PAGE EXCERPT ::
────

For Statement (counting up from lower to and inluding higher expression)

  for variable_identifier  :=  expression to expression do
    statement ;

For Statement (counting up from higher to and inluding lower expression)

  for variable_identifier  :=  expression downto expression do
    statement ;

For loops calculate limits once on entry and execute only if the conditions are satisfied
See gnu gpc compiler release for example of detailed grammer with semantics (in parse.y)

Semantics

Two major issues in semantics

The semantics of the language per se
The semantics of programs written in the language

Static semantics

Primarily deals with issues of semantics of the language
Extend syntax rules to deal with relationships, meanings and values
- e.g. declaration of a symbol before use
- e.g. match of use of same symbol in two places
- Create symbol table, initialized with reserved words
  e.g. in old pascal: and, array, begin, case, const, div, ..

────

INSTRUCTION 1 :: In the notes, what is the symbol table initialized with?
The notes and the rows have no connection to each other.

[Photo-based point labeling rows]
────

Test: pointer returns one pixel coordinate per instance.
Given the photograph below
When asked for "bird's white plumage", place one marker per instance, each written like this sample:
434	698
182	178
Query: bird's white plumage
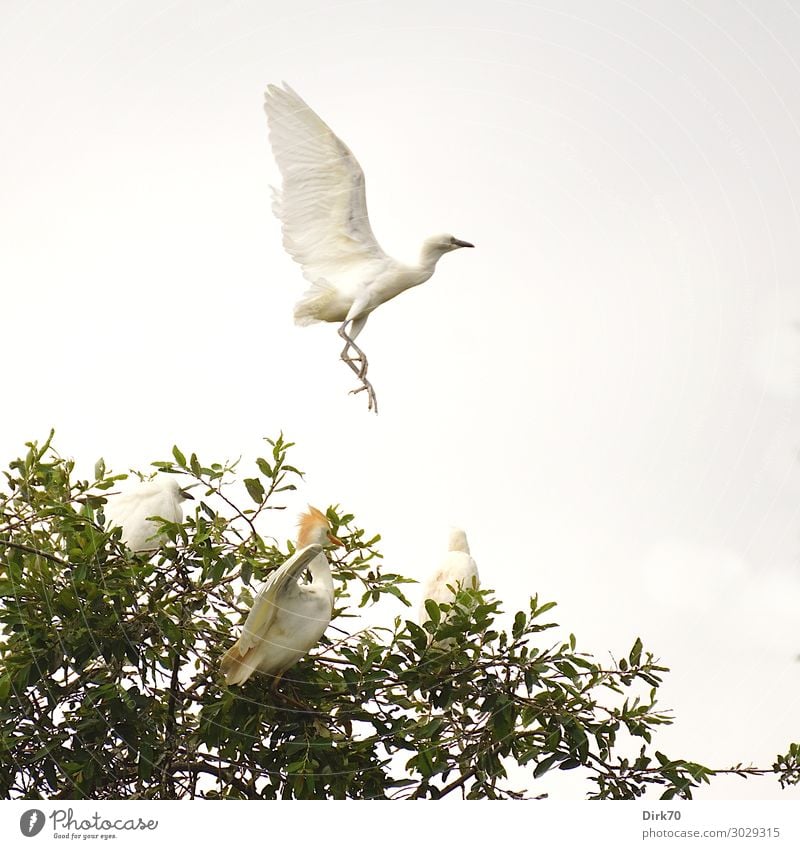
289	614
322	205
457	570
134	511
322	202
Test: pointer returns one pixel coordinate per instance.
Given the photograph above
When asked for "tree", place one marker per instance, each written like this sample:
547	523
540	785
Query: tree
110	686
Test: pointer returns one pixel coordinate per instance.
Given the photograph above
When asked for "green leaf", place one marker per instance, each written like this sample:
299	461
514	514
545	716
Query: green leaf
255	489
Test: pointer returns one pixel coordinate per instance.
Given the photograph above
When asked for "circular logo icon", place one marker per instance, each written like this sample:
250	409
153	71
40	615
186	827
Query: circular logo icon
31	822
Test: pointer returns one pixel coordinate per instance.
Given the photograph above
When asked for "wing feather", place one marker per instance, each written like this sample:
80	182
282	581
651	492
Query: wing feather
322	204
267	603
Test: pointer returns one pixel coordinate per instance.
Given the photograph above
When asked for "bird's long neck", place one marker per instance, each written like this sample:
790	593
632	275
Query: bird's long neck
458	541
321	572
429	256
319	567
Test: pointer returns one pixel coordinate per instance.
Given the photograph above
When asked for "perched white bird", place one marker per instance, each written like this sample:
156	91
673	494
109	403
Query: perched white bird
457	570
323	208
289	614
138	511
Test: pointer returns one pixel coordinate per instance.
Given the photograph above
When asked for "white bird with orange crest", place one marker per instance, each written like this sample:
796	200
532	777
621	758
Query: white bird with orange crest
456	571
323	207
140	510
290	614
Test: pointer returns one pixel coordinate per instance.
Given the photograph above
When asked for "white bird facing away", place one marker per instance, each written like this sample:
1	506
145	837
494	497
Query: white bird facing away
457	570
323	208
138	512
289	615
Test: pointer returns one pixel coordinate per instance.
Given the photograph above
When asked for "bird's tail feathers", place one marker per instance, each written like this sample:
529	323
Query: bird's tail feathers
315	304
233	666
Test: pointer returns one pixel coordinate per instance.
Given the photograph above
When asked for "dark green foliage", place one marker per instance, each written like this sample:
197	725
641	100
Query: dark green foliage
110	686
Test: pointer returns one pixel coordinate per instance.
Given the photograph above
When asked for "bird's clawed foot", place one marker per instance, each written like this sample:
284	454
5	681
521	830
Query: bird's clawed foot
372	402
358	364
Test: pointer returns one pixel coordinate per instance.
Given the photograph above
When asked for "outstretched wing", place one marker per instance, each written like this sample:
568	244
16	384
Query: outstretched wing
322	204
268	602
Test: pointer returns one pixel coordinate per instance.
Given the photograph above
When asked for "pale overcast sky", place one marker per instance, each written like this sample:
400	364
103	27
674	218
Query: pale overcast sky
604	393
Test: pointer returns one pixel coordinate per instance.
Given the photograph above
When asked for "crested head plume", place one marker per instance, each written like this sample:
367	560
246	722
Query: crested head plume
312	527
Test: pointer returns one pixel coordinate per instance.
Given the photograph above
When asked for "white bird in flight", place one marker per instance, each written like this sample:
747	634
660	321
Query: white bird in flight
457	570
138	511
289	615
323	208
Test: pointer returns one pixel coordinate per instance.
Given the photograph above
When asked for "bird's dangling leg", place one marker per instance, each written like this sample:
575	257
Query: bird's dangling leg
358	364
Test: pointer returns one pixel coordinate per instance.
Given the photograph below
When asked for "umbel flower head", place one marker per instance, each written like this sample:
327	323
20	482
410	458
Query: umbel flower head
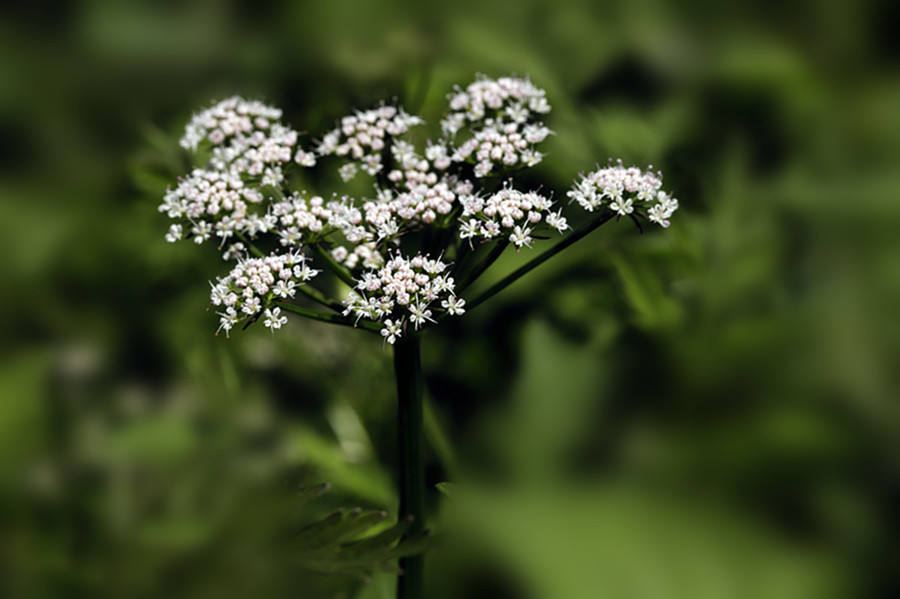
401	248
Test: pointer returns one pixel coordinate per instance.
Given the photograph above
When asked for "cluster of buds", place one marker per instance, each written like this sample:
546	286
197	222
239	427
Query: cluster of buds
509	212
502	118
404	290
254	283
361	138
622	187
440	196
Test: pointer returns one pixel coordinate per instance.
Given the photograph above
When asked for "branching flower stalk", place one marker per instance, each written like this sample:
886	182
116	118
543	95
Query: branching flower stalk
436	219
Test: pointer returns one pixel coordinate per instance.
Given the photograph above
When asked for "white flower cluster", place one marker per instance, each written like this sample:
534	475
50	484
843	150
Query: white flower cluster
296	214
227	119
404	291
361	137
254	283
211	202
508	212
621	187
241	198
246	138
228	197
501	115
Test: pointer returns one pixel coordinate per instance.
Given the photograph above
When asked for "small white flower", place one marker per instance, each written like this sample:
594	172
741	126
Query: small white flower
391	331
521	236
284	289
174	234
273	319
348	171
420	313
454	305
228	319
557	221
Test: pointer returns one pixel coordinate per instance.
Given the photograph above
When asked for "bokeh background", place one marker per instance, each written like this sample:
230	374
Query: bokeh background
705	412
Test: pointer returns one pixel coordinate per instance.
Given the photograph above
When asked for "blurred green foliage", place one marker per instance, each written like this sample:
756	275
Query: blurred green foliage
709	411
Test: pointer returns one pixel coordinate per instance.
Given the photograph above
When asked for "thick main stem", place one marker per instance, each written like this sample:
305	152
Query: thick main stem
408	371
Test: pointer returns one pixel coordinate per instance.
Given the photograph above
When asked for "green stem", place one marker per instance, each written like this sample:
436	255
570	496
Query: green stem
315	295
482	266
531	265
408	372
332	265
331	318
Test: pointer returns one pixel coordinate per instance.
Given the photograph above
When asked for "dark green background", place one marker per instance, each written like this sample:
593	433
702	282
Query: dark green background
707	411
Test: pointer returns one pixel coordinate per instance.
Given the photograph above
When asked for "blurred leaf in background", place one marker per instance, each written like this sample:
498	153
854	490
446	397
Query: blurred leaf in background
706	411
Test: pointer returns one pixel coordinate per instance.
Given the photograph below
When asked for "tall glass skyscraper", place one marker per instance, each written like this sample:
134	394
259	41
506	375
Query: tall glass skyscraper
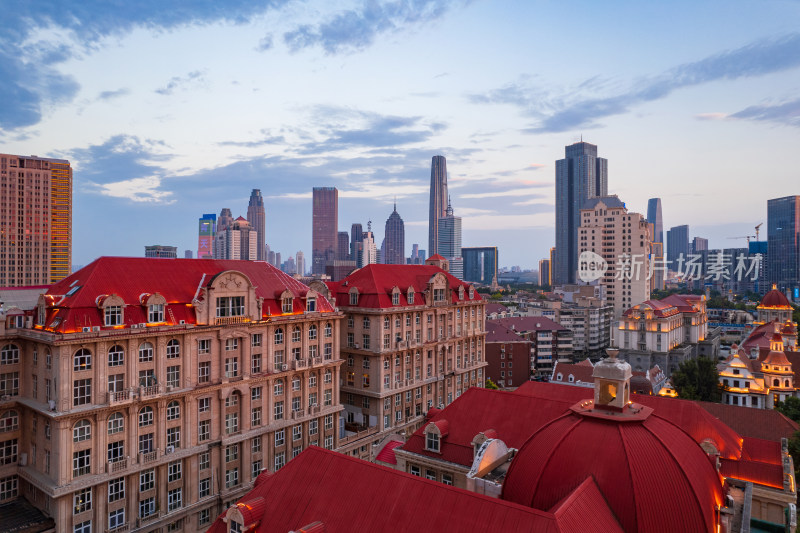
783	241
256	218
579	176
438	204
324	227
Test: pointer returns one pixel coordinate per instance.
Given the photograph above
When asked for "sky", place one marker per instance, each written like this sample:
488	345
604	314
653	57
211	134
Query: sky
171	110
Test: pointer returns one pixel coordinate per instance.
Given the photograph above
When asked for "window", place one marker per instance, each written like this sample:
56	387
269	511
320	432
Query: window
204	372
145	352
82	501
147	507
81	391
230	306
173	349
116	356
116	519
174	471
116	489
155	313
113	315
147	480
204	430
81	460
145	416
82	360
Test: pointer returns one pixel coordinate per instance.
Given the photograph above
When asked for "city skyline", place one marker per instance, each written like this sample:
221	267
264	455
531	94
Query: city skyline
145	158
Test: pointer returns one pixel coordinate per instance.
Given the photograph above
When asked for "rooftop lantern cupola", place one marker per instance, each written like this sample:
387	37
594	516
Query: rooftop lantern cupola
612	379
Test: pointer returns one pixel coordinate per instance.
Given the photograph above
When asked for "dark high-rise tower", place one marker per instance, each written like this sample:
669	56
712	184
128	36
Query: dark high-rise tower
783	241
579	176
324	230
438	204
654	217
394	240
255	216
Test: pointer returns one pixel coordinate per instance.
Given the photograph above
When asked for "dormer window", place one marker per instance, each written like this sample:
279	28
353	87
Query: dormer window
432	442
155	313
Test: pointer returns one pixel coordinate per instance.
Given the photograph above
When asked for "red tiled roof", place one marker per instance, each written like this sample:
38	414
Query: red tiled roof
347	494
386	455
375	284
177	280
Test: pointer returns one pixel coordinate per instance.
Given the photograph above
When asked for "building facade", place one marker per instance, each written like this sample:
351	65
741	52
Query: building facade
324	227
623	240
579	176
152	404
35	220
413	340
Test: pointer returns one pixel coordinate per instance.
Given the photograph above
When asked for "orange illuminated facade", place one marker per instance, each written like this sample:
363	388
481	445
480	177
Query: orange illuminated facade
35	220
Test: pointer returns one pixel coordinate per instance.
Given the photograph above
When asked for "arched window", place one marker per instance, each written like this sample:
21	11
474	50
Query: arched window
9	355
116	423
116	355
145	352
81	431
173	349
145	416
82	360
173	411
9	421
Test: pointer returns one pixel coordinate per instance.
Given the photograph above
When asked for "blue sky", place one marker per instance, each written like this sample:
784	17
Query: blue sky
170	112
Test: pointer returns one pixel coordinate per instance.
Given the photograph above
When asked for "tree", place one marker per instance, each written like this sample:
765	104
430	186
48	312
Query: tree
697	379
791	408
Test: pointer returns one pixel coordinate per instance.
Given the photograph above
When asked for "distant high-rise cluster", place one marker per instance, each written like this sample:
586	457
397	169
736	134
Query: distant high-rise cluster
35	220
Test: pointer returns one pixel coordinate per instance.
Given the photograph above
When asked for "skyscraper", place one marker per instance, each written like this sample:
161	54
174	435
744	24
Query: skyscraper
450	241
324	230
654	217
205	241
579	176
677	244
255	216
783	241
438	203
35	220
480	264
395	240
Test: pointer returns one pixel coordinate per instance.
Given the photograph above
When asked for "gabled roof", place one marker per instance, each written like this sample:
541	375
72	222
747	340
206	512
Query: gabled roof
347	494
375	283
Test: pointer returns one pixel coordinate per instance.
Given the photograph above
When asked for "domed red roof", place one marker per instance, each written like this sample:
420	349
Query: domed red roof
634	463
775	298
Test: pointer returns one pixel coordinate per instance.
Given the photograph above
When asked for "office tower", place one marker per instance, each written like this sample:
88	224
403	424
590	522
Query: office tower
783	240
450	241
480	264
654	217
324	232
395	240
438	202
225	219
579	176
35	220
605	223
544	272
256	218
164	252
677	244
207	227
343	246
698	245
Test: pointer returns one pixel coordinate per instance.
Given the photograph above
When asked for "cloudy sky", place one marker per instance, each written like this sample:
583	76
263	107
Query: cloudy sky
170	110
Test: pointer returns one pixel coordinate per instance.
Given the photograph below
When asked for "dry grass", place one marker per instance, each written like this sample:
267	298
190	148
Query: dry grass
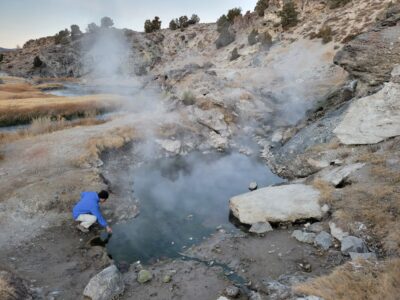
24	110
326	190
49	86
46	125
113	139
357	281
372	158
21	90
375	201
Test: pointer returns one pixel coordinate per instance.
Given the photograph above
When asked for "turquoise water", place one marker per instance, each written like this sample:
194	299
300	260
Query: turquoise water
182	201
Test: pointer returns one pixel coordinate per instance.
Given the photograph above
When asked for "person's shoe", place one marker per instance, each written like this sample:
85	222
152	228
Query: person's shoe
81	228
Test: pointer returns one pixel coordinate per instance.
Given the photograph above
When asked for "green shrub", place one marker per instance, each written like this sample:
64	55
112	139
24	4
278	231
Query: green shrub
265	39
92	28
325	33
173	25
288	15
233	13
194	19
37	62
183	22
75	32
337	3
62	36
261	6
252	38
222	23
234	54
151	26
106	22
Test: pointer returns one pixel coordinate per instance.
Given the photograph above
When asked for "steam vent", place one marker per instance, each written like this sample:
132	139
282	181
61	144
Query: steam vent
247	149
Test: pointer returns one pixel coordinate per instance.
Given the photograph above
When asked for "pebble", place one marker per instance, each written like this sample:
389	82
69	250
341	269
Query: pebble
253	186
167	278
232	291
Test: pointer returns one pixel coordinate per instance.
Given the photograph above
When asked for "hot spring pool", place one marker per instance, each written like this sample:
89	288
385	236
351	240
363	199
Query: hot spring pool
182	200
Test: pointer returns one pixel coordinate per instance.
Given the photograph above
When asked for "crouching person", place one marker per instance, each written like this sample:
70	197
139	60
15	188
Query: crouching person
87	211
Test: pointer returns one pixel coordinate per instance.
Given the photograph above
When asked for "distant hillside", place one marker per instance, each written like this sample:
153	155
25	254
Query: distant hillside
5	50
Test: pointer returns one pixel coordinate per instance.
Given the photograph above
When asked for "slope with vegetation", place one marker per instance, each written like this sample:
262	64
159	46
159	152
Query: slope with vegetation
248	68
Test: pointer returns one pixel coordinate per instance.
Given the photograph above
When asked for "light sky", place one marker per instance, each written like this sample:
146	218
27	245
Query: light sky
21	20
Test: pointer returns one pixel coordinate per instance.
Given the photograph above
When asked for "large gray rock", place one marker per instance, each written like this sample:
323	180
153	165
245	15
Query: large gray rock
372	119
338	175
13	287
106	285
260	227
323	240
277	204
144	276
353	244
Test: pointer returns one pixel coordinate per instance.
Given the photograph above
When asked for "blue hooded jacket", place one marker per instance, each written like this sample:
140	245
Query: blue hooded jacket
89	204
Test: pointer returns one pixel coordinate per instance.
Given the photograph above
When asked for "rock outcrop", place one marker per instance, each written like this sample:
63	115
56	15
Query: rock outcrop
277	204
371	55
372	119
13	287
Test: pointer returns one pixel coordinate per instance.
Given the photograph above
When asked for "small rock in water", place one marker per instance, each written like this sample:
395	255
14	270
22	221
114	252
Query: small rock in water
253	186
166	278
232	291
260	227
255	296
325	208
337	232
306	267
353	244
316	227
144	276
304	237
323	240
365	256
107	284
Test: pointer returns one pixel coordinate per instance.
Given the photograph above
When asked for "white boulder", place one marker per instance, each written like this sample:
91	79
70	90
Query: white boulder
337	175
277	204
372	119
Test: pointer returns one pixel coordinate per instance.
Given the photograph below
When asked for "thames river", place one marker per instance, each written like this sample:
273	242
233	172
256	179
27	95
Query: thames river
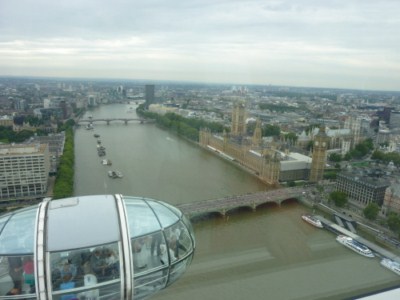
267	254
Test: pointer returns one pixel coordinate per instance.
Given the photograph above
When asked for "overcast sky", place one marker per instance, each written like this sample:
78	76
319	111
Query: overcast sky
321	43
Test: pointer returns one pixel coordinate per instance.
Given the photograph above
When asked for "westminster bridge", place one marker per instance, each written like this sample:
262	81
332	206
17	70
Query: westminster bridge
226	204
109	120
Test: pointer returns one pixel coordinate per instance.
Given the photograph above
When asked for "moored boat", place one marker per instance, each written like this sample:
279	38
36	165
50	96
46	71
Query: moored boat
106	162
114	174
354	245
312	220
391	265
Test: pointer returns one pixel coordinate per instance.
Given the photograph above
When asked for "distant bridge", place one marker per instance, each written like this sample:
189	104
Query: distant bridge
224	205
109	120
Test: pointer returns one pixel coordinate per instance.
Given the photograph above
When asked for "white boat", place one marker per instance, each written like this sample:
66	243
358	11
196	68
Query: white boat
115	174
354	245
391	265
106	162
312	220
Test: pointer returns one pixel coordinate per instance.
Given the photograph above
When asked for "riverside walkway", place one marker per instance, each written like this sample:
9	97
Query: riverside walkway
224	205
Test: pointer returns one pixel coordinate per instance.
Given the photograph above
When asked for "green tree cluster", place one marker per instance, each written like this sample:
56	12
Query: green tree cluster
7	135
386	157
281	108
335	157
393	221
339	198
271	130
371	211
64	184
360	150
186	127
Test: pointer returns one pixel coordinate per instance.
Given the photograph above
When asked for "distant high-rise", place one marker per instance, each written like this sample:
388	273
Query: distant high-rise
149	94
319	155
238	119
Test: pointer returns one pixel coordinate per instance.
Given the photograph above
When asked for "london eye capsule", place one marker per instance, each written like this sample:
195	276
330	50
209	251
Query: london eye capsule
93	247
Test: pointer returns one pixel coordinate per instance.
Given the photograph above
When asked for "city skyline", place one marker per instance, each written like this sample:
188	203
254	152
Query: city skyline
345	44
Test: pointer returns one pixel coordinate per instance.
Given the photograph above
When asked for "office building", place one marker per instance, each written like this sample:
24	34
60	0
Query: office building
24	171
363	186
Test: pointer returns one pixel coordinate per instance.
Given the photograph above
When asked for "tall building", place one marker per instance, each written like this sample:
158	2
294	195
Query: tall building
395	119
238	119
24	171
319	155
257	136
149	94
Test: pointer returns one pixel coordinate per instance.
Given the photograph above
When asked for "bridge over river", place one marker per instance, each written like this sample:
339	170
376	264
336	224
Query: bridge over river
109	120
224	205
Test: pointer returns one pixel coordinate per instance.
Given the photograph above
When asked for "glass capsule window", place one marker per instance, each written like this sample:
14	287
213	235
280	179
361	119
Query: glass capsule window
93	247
86	273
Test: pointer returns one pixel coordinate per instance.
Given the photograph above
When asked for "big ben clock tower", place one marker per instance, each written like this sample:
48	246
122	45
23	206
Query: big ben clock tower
319	155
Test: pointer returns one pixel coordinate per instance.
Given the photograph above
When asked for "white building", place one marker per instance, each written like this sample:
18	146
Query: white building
24	170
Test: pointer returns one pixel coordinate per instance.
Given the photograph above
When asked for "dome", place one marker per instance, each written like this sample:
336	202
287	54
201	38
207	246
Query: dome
93	247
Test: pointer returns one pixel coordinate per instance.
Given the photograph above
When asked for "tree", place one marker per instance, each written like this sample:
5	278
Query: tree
271	130
339	198
335	157
371	211
393	222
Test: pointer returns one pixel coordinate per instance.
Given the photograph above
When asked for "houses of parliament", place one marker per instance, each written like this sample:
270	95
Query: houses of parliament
267	160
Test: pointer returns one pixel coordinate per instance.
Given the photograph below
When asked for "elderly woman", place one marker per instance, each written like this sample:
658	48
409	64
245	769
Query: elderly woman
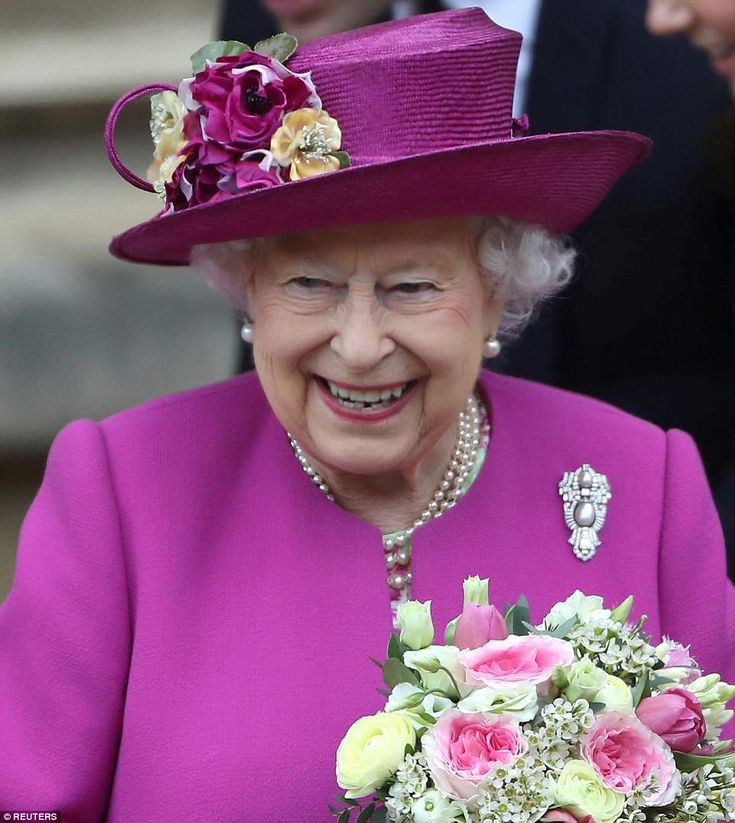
202	580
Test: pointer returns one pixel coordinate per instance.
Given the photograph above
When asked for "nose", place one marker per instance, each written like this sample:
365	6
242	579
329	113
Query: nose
360	340
666	17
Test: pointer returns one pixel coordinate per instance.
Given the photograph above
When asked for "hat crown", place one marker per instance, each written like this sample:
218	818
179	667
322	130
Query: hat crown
424	84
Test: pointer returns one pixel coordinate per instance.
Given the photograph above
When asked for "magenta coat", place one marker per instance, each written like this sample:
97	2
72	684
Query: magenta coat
189	630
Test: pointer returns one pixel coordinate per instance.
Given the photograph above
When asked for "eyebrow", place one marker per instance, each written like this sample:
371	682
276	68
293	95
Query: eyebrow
436	262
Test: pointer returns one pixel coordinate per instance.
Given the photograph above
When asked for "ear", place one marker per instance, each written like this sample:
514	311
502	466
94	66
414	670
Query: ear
493	308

────

INSTRUCTION 2 :: Please pull out every line in the rows above that contains the word "arched", treating uppercase and lowercase as different.

WORKED SOLUTION 1 :: Reserved words.

WORKED SOLUTION 2 ::
When asked for "arched window", place one marker per instance, each written like this sample:
Query: arched window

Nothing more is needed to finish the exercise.